**TASK SET**
1. In the passage on political violence in West Bengal, turn the paragraph beginning "Bengal rose to prominence" into a short bulleted list that keeps its main facts.
2. Reproduce word for word the part of the passage on political violence in West Bengal starting with "Papers already authored" and going on through "of British Raj.".

**EXCERPT PROVIDED**
■ ■ ■ ■ ■ ■ ■

The era of political violence has been a matter of discussion since very early times. However, the context when it comes to India specifically has a lot of different characteristics. The idea of political violence in India has never been uniform and there are some states in India which take the crown in the context of a dubious record of achievement related to political violence. West Bengal is one of the states in India which has maintained consistently the record of being one of the most politically most violent states.

Papers already authored on the power and politics of Bengal frequently cite the political violence from the times of the Naxalbari movement in the late 1970s. The idea of political stability in Bengal has never existed as the state suffers from a lot of ideological differences. The history of the state has been of political violence, treachery, as well as instability if not complete control in the modern era.

Bengal rose to prominence due to British colonial rule when it was declared the capital. However, the onset of the British Empire took place after a treacherous removal of Nawab Siraj ud-Daulah from Murshidabad by his close compatriots. Then, the British also polarized the state into an early adopter of British Raj.

Things took a turn post-independence when after the initial years of Congress rule, a strong mandate the communist front got from 1977 in rural Bengal became a precedent for a stronghold in politics. A party that came in with the ideology of the socialistic and pseudo-communist attributes to lift the society of the rural Bengal and the farming community unknowingly had given that power of the soil to the structure that struck back at the mandate. The voices of marginalization were removed in a slow but steady manner. The precedent set by a continued role of the Communist Party from the late ’70s till ’90s, it hardly saw opposition.

■ ■ ■ ■ ■ ■ ■

**RECORDS SUPPLIED**

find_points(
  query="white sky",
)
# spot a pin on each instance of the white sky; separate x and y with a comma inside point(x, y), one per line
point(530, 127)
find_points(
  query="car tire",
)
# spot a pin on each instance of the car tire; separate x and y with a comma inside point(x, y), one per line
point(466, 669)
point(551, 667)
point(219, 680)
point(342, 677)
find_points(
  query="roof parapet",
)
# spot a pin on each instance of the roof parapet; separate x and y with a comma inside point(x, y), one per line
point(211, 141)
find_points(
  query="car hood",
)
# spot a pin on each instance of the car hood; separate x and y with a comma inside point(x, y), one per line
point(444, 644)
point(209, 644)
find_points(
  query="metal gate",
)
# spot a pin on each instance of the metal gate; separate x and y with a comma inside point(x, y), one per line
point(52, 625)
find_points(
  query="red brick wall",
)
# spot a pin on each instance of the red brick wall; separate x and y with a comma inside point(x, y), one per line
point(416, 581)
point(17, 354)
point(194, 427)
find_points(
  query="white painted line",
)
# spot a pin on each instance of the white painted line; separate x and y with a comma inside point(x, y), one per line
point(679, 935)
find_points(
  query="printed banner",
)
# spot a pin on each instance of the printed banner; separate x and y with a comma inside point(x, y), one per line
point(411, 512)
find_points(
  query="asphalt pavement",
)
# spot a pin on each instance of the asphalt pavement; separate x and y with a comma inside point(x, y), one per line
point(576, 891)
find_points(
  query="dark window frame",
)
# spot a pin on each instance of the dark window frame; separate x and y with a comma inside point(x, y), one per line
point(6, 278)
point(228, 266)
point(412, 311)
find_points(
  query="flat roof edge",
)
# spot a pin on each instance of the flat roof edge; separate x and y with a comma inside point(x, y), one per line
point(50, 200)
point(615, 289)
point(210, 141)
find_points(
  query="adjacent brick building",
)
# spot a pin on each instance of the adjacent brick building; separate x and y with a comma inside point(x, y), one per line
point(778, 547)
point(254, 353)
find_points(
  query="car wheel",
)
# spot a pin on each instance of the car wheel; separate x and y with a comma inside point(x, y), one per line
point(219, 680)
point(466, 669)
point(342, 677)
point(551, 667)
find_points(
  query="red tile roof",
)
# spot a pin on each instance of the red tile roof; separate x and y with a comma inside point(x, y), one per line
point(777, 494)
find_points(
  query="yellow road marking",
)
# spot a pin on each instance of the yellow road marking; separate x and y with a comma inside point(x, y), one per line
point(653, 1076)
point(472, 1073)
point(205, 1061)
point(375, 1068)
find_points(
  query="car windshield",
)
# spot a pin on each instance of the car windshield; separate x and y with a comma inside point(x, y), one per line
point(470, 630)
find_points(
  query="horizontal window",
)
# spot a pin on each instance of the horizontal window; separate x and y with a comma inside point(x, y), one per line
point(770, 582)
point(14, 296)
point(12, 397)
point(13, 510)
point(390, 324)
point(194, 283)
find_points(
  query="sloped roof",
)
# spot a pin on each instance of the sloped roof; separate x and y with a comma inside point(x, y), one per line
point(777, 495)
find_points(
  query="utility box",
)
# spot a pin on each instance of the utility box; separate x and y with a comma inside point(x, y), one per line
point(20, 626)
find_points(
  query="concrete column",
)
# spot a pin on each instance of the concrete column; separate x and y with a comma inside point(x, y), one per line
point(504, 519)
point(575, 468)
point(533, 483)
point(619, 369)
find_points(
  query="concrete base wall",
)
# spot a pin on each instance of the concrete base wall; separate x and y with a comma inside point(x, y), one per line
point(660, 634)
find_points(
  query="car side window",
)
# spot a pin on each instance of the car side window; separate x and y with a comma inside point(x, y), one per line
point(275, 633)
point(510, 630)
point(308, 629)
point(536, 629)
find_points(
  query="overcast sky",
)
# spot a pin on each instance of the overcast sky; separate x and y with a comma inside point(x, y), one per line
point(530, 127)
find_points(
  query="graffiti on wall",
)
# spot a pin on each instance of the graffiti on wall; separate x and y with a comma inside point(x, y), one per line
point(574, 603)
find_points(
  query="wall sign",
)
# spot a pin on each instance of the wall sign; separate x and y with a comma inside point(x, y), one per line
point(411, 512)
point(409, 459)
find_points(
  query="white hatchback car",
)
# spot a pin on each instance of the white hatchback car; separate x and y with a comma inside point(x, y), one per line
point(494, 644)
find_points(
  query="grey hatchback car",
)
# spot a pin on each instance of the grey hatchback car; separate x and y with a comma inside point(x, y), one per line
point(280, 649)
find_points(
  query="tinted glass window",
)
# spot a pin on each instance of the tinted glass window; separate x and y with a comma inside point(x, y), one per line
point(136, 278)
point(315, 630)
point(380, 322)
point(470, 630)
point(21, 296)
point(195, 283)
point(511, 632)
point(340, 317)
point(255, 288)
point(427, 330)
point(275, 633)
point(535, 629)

■ ■ ■ ■ ■ ■ ■

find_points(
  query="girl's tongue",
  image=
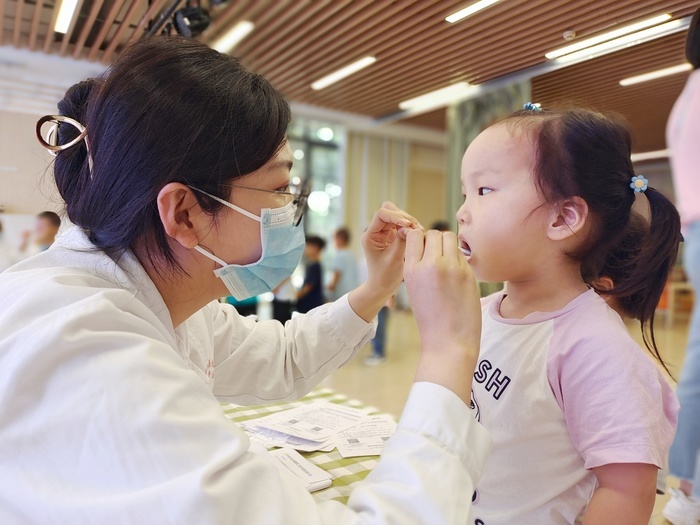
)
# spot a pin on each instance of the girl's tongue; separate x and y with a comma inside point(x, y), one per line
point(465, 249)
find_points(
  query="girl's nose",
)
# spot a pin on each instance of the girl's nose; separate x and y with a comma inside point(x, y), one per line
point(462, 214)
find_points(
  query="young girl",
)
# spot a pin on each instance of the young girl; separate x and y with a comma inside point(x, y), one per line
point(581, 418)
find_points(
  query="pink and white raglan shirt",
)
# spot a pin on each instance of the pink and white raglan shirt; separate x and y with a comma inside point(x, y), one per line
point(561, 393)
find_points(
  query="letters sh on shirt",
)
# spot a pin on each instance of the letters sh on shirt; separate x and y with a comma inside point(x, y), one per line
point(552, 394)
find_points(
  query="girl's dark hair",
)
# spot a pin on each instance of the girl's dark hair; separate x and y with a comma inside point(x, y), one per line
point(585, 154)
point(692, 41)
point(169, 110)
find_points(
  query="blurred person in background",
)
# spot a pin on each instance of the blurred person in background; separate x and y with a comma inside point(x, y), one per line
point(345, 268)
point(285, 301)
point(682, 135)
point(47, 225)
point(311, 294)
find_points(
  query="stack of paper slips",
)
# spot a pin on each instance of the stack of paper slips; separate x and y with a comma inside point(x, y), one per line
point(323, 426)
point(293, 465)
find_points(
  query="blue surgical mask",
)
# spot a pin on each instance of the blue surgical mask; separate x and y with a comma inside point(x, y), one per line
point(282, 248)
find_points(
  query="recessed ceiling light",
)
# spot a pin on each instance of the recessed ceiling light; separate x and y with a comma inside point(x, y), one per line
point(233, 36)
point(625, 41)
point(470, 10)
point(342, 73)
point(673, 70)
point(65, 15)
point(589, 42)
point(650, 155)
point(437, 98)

■ ■ ■ ■ ■ ■ ■

**WORKED SOLUTIONS**
1.
- Bengal became prominent under British colonial rule, when it was made the capital.
- British rule began after Nawab Siraj ud-Daulah was treacherously removed from Murshidabad by his close compatriots.
- The British then polarized the state into an early adopter of the British Raj.

2.
Papers already authored on the power and politics of Bengal frequently cite the political violence from the times of the Naxalbari movement in the late 1970s. The idea of political stability in Bengal has never existed as the state suffers from a lot of ideological differences. The history of the state has been of political violence, treachery, as well as instability if not complete control in the modern era.

Bengal rose to prominence due to British colonial rule when it was declared the capital. However, the onset of the British Empire took place after a treacherous removal of Nawab Siraj ud-Daulah from Murshidabad by his close compatriots. Then, the British also polarized the state into an early adopter of British Raj.